- Opening Delimiter -
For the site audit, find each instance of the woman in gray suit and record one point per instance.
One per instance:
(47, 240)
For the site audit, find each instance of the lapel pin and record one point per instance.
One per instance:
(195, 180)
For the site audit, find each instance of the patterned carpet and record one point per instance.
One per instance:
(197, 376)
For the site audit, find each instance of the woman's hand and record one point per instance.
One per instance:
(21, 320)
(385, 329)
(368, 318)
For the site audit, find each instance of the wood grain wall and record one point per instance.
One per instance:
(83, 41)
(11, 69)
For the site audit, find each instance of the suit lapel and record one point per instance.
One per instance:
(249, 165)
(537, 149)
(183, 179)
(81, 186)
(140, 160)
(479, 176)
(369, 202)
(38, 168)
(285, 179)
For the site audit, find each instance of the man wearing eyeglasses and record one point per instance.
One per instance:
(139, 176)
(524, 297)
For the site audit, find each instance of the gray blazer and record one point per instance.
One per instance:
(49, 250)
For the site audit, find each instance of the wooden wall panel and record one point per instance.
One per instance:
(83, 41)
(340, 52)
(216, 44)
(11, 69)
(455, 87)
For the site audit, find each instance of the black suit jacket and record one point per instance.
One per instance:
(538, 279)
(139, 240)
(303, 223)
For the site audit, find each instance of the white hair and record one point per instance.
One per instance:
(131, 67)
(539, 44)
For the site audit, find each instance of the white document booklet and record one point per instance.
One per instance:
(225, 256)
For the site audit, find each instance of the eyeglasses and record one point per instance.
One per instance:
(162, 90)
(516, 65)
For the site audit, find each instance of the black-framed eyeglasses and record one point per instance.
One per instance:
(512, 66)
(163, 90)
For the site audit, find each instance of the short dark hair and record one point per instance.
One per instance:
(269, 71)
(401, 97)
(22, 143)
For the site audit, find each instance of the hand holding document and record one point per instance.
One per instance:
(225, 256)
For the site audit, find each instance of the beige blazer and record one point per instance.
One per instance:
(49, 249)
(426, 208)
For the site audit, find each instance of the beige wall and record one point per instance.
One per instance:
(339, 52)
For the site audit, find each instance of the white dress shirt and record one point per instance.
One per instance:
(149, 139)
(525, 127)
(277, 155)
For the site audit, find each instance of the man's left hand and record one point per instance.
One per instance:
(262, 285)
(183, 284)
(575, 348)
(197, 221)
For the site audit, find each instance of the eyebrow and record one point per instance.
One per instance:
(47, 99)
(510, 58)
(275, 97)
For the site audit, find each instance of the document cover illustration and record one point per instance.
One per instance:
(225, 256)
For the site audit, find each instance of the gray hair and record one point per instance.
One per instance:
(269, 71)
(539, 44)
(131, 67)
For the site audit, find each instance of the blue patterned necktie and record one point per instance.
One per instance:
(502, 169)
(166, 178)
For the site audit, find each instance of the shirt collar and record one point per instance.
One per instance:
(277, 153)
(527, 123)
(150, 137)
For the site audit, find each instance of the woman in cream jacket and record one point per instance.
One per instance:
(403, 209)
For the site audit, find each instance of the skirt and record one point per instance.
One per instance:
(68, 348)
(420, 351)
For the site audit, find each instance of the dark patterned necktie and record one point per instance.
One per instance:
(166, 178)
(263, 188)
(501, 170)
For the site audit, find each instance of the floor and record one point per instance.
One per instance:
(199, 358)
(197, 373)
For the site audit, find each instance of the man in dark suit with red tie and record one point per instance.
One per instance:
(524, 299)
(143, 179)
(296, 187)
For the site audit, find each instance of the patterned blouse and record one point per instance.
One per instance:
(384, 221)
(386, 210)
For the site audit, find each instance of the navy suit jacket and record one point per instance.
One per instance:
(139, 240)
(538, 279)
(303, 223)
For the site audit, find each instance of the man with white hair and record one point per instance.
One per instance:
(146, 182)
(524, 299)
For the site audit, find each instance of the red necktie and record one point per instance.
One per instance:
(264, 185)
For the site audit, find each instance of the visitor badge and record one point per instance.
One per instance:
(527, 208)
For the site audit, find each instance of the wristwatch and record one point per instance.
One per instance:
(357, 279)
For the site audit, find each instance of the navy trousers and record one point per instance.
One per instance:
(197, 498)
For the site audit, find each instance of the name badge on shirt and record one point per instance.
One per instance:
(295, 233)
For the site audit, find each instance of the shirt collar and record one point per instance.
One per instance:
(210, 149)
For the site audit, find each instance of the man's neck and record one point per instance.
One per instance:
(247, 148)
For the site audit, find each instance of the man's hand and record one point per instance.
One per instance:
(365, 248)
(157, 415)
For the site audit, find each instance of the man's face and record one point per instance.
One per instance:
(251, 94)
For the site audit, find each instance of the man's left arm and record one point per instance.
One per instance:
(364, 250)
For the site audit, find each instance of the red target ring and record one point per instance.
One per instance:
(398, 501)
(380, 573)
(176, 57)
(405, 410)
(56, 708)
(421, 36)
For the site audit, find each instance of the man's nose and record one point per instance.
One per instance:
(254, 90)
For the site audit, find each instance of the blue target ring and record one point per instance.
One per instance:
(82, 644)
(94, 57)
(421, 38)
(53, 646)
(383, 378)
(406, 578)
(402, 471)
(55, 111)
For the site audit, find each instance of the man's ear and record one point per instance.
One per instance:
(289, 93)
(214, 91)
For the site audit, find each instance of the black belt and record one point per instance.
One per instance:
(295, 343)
- Closing Delimiter -
Your task
In the answer, each line of the data must appear exactly as written.

Answer section
For the site audit, find each instance of the woman in gray suit and record one point per instance.
One per instance:
(47, 240)
For the site audit, find each instance of the lapel pin and record one point per instance.
One per instance:
(195, 180)
For the site audit, find each instance of the patterned carpet and record one point per instance.
One per instance:
(197, 376)
For the site audit, find each instance of the woman's hand and record one point per instance.
One per instance:
(21, 320)
(385, 329)
(368, 318)
For the site audit, find each instance of the wood grain wall and record one point per instance.
One per instance:
(83, 41)
(11, 69)
For the site audit, find each instance of the suit lapel and record one point per instance.
One per instance:
(249, 165)
(537, 149)
(183, 179)
(81, 186)
(140, 160)
(479, 176)
(369, 202)
(38, 168)
(285, 179)
For the site audit, find each instance of the man wearing eyeglasses and record one point per instance.
One per instance:
(139, 176)
(524, 297)
For the site audit, find each instance of the gray blazer and record one point per instance.
One per instance:
(49, 250)
For the site audit, find each instance of the wooden wall panel and record one point per instance.
One per instance:
(83, 41)
(340, 52)
(216, 44)
(11, 69)
(455, 87)
For the site audit, find each instance of the black suit jacket and record one point per instance.
One per instance:
(538, 279)
(139, 240)
(303, 223)
For the site audit, find each instance of the white hair and record one point per instance.
One per instance:
(131, 67)
(539, 44)
For the site audit, find each instance of the white document booklet and record one point per instance.
One per instance:
(225, 256)
For the site audit, find each instance of the eyeglasses and record one point per instance.
One per instance:
(162, 90)
(516, 65)
For the site audit, find each instance of the black-framed eyeglasses and record one point per instance.
One per instance:
(512, 66)
(163, 90)
For the site audit, find each instance of the short dark hair and record one point per instance.
One per instance:
(269, 71)
(401, 97)
(22, 143)
For the site audit, find each instance of the hand holding document and record one point per instance.
One per instance:
(225, 256)
For the site audit, find each instance of the beige blazer and record one point per instance.
One per instance:
(49, 249)
(426, 208)
For the site audit, find each instance of the beige wall and record one point per instance.
One per instance:
(339, 52)
For the site audit, find each instance of the white dress shirt and record one point per instance.
One per instance:
(149, 139)
(525, 127)
(277, 155)
For the site audit, find each instance of the man's left hand and record one point per instance.
One per instance:
(262, 285)
(183, 284)
(575, 348)
(197, 221)
For the site audit, find each instance of the eyebrow and record one point per instance.
One per instance:
(47, 99)
(510, 58)
(275, 97)
For the site audit, find each instance of the document cover illustration and record one point per instance.
One per instance:
(225, 256)
For the site audit, find each instance of the gray hair and record one point per instance.
One per instance:
(269, 71)
(539, 44)
(131, 67)
For the site audit, find each instance of the blue patterned necktie and record one point per instance.
One per instance:
(502, 169)
(166, 178)
For the site audit, find each instance of the shirt collar and record one point per instance.
One per instance:
(277, 153)
(527, 123)
(150, 137)
For the site audit, find each instance of the woman in cream jacket and record one point per instance.
One per instance:
(403, 209)
For the site audit, find each instance of the skirt and record one point per instance.
One per instance:
(68, 348)
(420, 351)
For the site audit, find each instance of the dark patterned necktie and record one point per instance.
One per instance:
(166, 178)
(263, 188)
(501, 170)
For the site audit, find each instance of the floor and record one point per instance.
One per instance:
(199, 358)
(197, 373)
For the site audit, find each instance of the man in dark suit with red tie and record one point per instance.
One per instance:
(524, 299)
(143, 179)
(296, 187)
For the site audit, find each instance of the patterned blouse and record one point per instance.
One per instance:
(384, 221)
(386, 210)
For the site audit, find each instance of the navy suit jacket and record one point per instance.
One per instance:
(139, 240)
(538, 279)
(303, 223)
For the site audit, find each instance of the man with white hair and record one point per instance.
One per instance:
(146, 182)
(524, 299)
For the site audit, find each instance of the red necktie and record one point per instance.
One per instance:
(264, 185)
For the site audit, find each instance of the visitor badge and record one point per instance.
One per instance:
(527, 208)
For the site audit, find each instance of the wristwatch and record one point per instance.
One per instance:
(357, 279)
For the site audit, find each instance of the navy trousers and record one point per instance.
One per instance:
(197, 498)
For the site audit, find each instance of the name badge on shirt and record one point per instance.
One per instance:
(295, 233)
For the site audit, find each instance of the shirt collar and record one point per instance.
One per instance:
(210, 149)
For the site audit, find each instance of the man's neck and record one point per instance.
One per instance:
(247, 148)
For the site audit, find each instance of the man's hand and record one point per instance.
One per instance:
(365, 248)
(157, 415)
For the site audit, find each instance of the man's face and record one point per instance.
One per instance:
(251, 94)
For the site audit, find each instance of the man's left arm and record one point per instance.
One per instance:
(364, 250)
For the site audit, find each instance of the red target ring and record one point per instance.
One per instance:
(398, 501)
(380, 573)
(176, 57)
(405, 410)
(56, 708)
(421, 36)
For the site audit, find each instance of the man's nose and record one point per instance.
One per instance:
(254, 90)
For the site audit, find each instance of the blue target ring and record one point per instance.
One per instance:
(82, 644)
(94, 57)
(421, 38)
(53, 646)
(383, 378)
(406, 578)
(402, 471)
(55, 111)
For the site audit, find each instance of the man's ear and record one point per instance.
One per instance:
(289, 93)
(214, 91)
For the site audit, find each instance of the black belt and record one point per instance.
One per instance:
(295, 343)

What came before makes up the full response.